[Excerpted text]:

** BEGIN **

# Did anyone ship stuff from China or Hong Kong to UAE?



## Canuck_Sens (Nov 16, 2010)

Hi,


I am seriously planning to order stuff from these two countries. Did anyone order stuff from there ? Did it come as expected ?

Let me know your experience with it and customs.

Thanks,


----------



## qetadgzcb (Jan 29, 2010)

I've ordered cheap stuff from both over Ebay and they arrived without any problems.. But I ordered something from USA which never made it here  When I tried to check it with Empost, the guys told me that the regular Air Mail delivers only to PO boxes and not to your address.. And when I asked what was going to happen to my cargo, they simply said it'll be shipped back, but most probably!! So professional!

Btw the stuff from China & Hong Kong were shipped with the cheapest simple Air Mail as well but I'd provided the address of the hotel I was staying at including the PO Box number and perhaps it was delivered to the PO Box and the hotel guys picked it up and brought it to me, not sure!

Either use a PO Box number or go with the expensive services which guarantee delivery to your address..

** END **

[Excerpted data]:

** BEGIN **

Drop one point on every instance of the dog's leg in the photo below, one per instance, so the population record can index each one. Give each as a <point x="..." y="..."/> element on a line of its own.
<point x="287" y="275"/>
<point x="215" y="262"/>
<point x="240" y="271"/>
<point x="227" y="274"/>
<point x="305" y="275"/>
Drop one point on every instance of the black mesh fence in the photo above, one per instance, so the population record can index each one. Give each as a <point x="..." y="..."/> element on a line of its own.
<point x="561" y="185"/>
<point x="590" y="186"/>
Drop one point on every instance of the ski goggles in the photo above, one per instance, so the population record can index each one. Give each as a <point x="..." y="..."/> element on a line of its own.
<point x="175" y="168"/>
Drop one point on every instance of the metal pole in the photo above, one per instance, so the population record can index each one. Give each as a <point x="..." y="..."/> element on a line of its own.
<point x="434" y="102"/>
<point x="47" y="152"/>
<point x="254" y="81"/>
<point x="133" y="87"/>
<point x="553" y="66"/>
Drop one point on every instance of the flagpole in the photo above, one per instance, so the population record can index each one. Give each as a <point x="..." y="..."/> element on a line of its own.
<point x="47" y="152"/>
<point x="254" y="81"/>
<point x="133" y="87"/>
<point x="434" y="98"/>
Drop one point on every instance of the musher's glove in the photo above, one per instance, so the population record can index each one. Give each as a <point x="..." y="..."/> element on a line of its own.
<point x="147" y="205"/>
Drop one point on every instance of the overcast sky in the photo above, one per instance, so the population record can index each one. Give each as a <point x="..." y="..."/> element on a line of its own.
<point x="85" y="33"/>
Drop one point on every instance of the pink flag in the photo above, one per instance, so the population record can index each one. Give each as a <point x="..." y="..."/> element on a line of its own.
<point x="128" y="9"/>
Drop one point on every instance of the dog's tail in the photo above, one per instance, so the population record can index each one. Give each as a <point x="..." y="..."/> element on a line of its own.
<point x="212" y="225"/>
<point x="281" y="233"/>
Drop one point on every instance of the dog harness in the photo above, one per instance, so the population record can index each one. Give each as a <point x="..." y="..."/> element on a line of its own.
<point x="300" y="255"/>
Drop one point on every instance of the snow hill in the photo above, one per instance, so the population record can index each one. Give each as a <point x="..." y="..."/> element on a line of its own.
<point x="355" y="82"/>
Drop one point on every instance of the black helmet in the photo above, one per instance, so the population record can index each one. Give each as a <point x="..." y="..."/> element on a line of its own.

** END **

[Required work]:
#1 In the shipping thread, what did the Empost staff say regular Air Mail delivers to?
#2 Repeat the passage of the shipping thread starting with "## qetadgzcb (Jan" and going on through "delivery to your address..".
#3 Go on with the forum thread about shipping goods from China and Hong Kong to the UAE from its last post.

[Results by task]:
#1 Only to PO boxes, not to your address.

#2
## qetadgzcb (Jan 29, 2010)

I've ordered cheap stuff from both over Ebay and they arrived without any problems.. But I ordered something from USA which never made it here  When I tried to check it with Empost, the guys told me that the regular Air Mail delivers only to PO boxes and not to your address.. And when I asked what was going to happen to my cargo, they simply said it'll be shipped back, but most probably!! So professional!

Btw the stuff from China & Hong Kong were shipped with the cheapest simple Air Mail as well but I'd provided the address of the hotel I was staying at including the PO Box number and perhaps it was delivered to the PO Box and the hotel guys picked it up and brought it to me, not sure!

Either use a PO Box number or go with the expensive services which guarantee delivery to your address..

#3
Don't worry about the customs though.. If the declared value is over 200EUR(everyone is saying something different about the value but this is the most common one I've heard) you're supposed to pay 5% customs tax, nothing more.. But I've friends who brought stuff worth more than 1000USD without paying anything.. Most probably the guys at the customs are not really strict about this issue 

Hope it helps!


----------



## Canuck_Sens (Nov 16, 2010)

Thanks, I was planning to import a laptop from Hong Kong.

You are right. It does worth going for higher cost of shipping. For US/UK you can setup an Aramex account they will deliver to you. I just got mine.

Thanks again


----------



## Jynxgirl (Nov 27, 2009)

My marine group does group buys from europe and from china. No problems from either and we even ship chemicals and other weird items. Items get here quickly but somehow it sometimes arrives thru the emirates postal service and not fedex or the other big box shipping guys ??


----------



## rsinner (Feb 3, 2009)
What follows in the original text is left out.